** Material to process **
━━━━━━━━
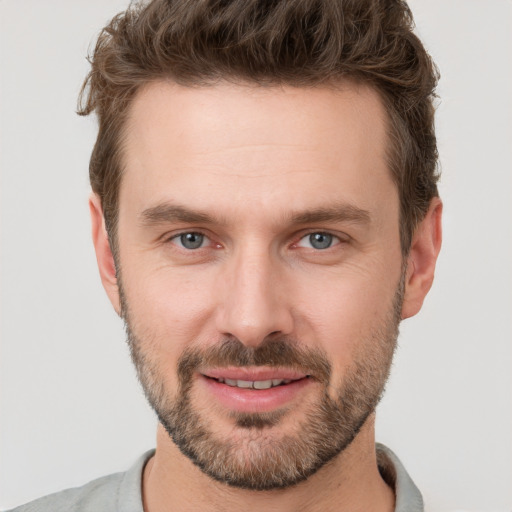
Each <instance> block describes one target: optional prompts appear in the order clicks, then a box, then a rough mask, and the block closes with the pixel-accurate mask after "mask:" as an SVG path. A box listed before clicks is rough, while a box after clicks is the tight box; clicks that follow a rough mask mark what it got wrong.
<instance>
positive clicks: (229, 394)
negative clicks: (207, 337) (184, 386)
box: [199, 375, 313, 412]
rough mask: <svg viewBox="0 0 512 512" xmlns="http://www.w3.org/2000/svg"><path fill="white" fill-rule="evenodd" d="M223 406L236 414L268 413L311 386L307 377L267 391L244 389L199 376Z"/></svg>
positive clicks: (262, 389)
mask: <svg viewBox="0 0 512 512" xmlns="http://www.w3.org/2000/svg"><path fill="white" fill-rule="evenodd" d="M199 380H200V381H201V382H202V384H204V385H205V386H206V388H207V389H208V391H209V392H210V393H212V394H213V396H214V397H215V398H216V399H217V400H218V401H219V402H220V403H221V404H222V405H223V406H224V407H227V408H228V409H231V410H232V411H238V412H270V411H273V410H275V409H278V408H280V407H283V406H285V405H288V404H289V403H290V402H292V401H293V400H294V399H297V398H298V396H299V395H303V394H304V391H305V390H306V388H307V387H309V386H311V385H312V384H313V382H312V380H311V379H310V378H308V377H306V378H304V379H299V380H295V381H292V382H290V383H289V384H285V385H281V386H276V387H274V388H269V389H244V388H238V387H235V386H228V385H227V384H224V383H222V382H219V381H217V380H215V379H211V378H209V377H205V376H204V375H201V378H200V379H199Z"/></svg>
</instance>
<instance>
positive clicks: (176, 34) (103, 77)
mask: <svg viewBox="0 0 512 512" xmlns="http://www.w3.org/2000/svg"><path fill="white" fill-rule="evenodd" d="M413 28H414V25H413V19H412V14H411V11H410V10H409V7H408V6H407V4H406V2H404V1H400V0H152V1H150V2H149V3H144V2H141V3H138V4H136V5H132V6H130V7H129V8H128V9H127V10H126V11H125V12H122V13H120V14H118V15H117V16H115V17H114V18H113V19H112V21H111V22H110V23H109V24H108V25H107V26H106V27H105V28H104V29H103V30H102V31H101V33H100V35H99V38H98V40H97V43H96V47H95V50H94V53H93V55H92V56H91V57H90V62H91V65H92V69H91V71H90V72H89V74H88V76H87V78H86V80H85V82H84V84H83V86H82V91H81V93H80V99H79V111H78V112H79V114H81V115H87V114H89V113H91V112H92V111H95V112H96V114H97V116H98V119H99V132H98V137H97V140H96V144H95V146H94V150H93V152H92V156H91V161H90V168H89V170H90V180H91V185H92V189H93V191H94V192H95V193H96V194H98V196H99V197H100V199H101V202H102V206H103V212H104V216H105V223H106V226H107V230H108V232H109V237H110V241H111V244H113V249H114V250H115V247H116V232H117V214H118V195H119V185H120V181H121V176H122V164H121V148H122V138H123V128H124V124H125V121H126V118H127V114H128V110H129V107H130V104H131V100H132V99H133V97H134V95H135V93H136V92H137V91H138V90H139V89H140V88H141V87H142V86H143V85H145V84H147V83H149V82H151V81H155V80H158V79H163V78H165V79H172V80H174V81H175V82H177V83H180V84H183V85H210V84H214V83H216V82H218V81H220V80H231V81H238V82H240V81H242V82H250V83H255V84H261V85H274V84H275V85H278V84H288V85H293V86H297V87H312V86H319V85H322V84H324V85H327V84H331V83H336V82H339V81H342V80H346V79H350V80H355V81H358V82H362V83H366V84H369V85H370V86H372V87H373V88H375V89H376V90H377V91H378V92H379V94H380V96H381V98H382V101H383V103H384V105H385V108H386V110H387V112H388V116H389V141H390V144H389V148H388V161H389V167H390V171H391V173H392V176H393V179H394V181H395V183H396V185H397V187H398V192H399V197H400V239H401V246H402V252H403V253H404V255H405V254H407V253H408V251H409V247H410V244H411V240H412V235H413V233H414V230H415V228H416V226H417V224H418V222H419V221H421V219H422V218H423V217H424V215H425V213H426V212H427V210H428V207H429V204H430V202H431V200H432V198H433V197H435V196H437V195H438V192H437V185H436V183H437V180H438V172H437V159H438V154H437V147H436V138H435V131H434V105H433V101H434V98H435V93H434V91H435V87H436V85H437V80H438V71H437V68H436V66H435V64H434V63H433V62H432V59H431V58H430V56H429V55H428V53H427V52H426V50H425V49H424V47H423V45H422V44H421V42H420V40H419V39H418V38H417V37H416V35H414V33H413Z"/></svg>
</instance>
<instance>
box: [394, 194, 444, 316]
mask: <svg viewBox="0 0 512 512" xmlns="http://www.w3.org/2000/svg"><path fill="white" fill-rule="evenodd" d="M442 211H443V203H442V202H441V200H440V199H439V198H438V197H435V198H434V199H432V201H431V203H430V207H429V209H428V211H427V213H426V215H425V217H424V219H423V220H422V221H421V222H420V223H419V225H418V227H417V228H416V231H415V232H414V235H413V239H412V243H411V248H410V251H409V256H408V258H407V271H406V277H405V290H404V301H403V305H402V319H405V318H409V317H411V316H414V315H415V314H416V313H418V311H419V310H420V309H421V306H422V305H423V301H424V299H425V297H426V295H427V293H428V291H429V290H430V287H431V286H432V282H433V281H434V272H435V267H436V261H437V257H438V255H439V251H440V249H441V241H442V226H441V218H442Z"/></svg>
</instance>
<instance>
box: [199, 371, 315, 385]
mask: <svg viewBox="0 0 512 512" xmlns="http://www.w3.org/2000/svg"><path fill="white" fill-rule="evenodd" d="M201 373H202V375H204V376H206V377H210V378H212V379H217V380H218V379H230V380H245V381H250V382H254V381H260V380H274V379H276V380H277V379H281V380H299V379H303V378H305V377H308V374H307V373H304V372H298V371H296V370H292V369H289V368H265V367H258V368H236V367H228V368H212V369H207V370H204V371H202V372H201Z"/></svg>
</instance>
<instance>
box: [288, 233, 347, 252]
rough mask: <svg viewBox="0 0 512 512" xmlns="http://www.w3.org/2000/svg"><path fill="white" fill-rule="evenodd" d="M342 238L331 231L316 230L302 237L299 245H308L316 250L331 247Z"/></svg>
━━━━━━━━
** What the exercise asks **
Rewrite every entry with "rough mask" changed to "coarse mask" throughout and nothing else altered. Leave the pictures out.

** Response for this exercise **
Each <instance> block describes one target: optional prompts appear in the order clicks, then a box, then a coarse mask, and the block closes with the pixel-accurate mask after "mask:" as an SVG path. A box listed before clicks is rough, while a box after clicks is the tight box; clicks that follow a coarse mask mark what it got wrong.
<instance>
positive clicks: (229, 394)
negative clicks: (207, 337) (184, 386)
box: [199, 375, 313, 412]
coarse mask: <svg viewBox="0 0 512 512" xmlns="http://www.w3.org/2000/svg"><path fill="white" fill-rule="evenodd" d="M223 406L236 414L268 413L311 386L307 377L267 391L244 389L199 376Z"/></svg>
positive clicks: (262, 389)
mask: <svg viewBox="0 0 512 512" xmlns="http://www.w3.org/2000/svg"><path fill="white" fill-rule="evenodd" d="M199 380H200V381H201V382H202V384H204V385H205V386H206V388H207V389H208V391H209V392H210V393H212V394H213V396H214V397H215V398H216V399H217V400H218V401H219V402H220V403H221V404H222V405H223V406H224V407H227V408H228V409H231V410H232V411H238V412H270V411H273V410H275V409H278V408H280V407H283V406H285V405H288V404H289V403H290V402H292V401H293V400H294V399H297V398H298V396H299V395H303V394H304V391H305V390H306V388H307V387H309V386H311V385H312V384H313V382H312V380H311V379H310V378H308V377H306V378H304V379H299V380H295V381H292V382H290V383H289V384H285V385H281V386H276V387H274V388H269V389H244V388H238V387H235V386H228V385H227V384H224V383H222V382H219V381H217V380H215V379H211V378H209V377H205V376H204V375H201V378H200V379H199Z"/></svg>
</instance>
<instance>
positive clicks: (176, 34) (103, 77)
mask: <svg viewBox="0 0 512 512" xmlns="http://www.w3.org/2000/svg"><path fill="white" fill-rule="evenodd" d="M413 28H414V25H413V19H412V14H411V11H410V10H409V7H408V6H407V4H406V2H404V1H400V0H152V1H150V2H149V3H144V2H141V3H138V4H136V5H132V6H130V7H129V8H128V9H127V10H126V11H125V12H122V13H120V14H118V15H117V16H115V17H114V18H113V19H112V21H111V22H110V23H109V24H108V25H107V26H106V27H105V28H104V29H103V30H102V31H101V33H100V35H99V38H98V40H97V43H96V47H95V50H94V53H93V55H92V56H91V57H90V62H91V65H92V69H91V71H90V72H89V74H88V76H87V78H86V80H85V82H84V84H83V86H82V91H81V93H80V99H79V111H78V112H79V114H81V115H87V114H89V113H91V112H92V111H95V112H96V114H97V116H98V119H99V132H98V137H97V140H96V144H95V146H94V150H93V152H92V156H91V161H90V168H89V170H90V180H91V185H92V189H93V191H94V192H95V193H96V194H98V196H99V197H100V199H101V202H102V206H103V212H104V216H105V223H106V226H107V230H108V232H109V237H110V241H111V244H113V249H114V250H115V247H116V232H117V214H118V195H119V185H120V181H121V176H122V164H121V148H122V138H123V128H124V124H125V121H126V118H127V114H128V110H129V107H130V104H131V100H132V99H133V97H134V95H135V93H136V92H137V91H138V90H139V89H140V88H141V87H142V86H143V85H145V84H147V83H149V82H151V81H155V80H158V79H163V78H165V79H172V80H174V81H175V82H177V83H180V84H183V85H210V84H214V83H216V82H218V81H220V80H231V81H238V82H240V81H242V82H250V83H255V84H261V85H274V84H275V85H278V84H288V85H293V86H297V87H312V86H319V85H322V84H324V85H327V84H331V83H336V82H339V81H342V80H346V79H350V80H355V81H358V82H362V83H366V84H369V85H370V86H372V87H373V88H375V89H376V90H377V91H378V92H379V94H380V96H381V98H382V101H383V103H384V105H385V108H386V110H387V112H388V116H389V141H390V144H389V148H388V161H389V167H390V171H391V173H392V176H393V179H394V181H395V183H396V185H397V187H398V192H399V197H400V239H401V246H402V252H403V253H404V255H405V254H407V253H408V251H409V247H410V244H411V240H412V235H413V233H414V230H415V228H416V226H417V224H418V222H419V221H421V219H422V218H423V217H424V215H425V213H426V212H427V210H428V207H429V204H430V202H431V200H432V198H433V197H435V196H437V195H438V192H437V185H436V183H437V180H438V172H437V159H438V154H437V147H436V138H435V131H434V105H433V101H434V98H435V93H434V91H435V87H436V85H437V80H438V71H437V68H436V66H435V64H434V63H433V62H432V59H431V58H430V56H429V55H428V53H427V52H426V50H425V49H424V47H423V45H422V44H421V42H420V40H419V39H418V38H417V37H416V35H414V33H413Z"/></svg>
</instance>
<instance>
box: [394, 194, 444, 316]
mask: <svg viewBox="0 0 512 512" xmlns="http://www.w3.org/2000/svg"><path fill="white" fill-rule="evenodd" d="M442 211H443V203H442V202H441V200H440V199H439V198H438V197H435V198H434V199H432V201H431V203H430V207H429V209H428V211H427V213H426V215H425V217H424V219H423V220H422V221H421V222H420V223H419V225H418V227H417V228H416V231H415V232H414V235H413V239H412V243H411V248H410V251H409V256H408V258H407V271H406V277H405V290H404V301H403V305H402V319H405V318H409V317H411V316H414V315H415V314H416V313H418V311H419V310H420V309H421V306H422V305H423V301H424V299H425V297H426V295H427V293H428V291H429V290H430V287H431V286H432V282H433V281H434V272H435V267H436V261H437V257H438V255H439V251H440V249H441V241H442V226H441V218H442Z"/></svg>
</instance>
<instance>
box: [199, 371, 315, 385]
mask: <svg viewBox="0 0 512 512" xmlns="http://www.w3.org/2000/svg"><path fill="white" fill-rule="evenodd" d="M201 373H202V375H204V376H206V377H210V378H212V379H217V380H218V379H230V380H245V381H250V382H254V381H260V380H274V379H276V380H277V379H281V380H299V379H303V378H305V377H308V374H307V373H304V372H298V371H296V370H292V369H289V368H265V367H258V368H236V367H228V368H212V369H207V370H204V371H202V372H201Z"/></svg>
</instance>
<instance>
box: [288, 233, 347, 252]
coarse mask: <svg viewBox="0 0 512 512" xmlns="http://www.w3.org/2000/svg"><path fill="white" fill-rule="evenodd" d="M342 238L331 231L316 230L302 237L299 245H308L316 250L331 247Z"/></svg>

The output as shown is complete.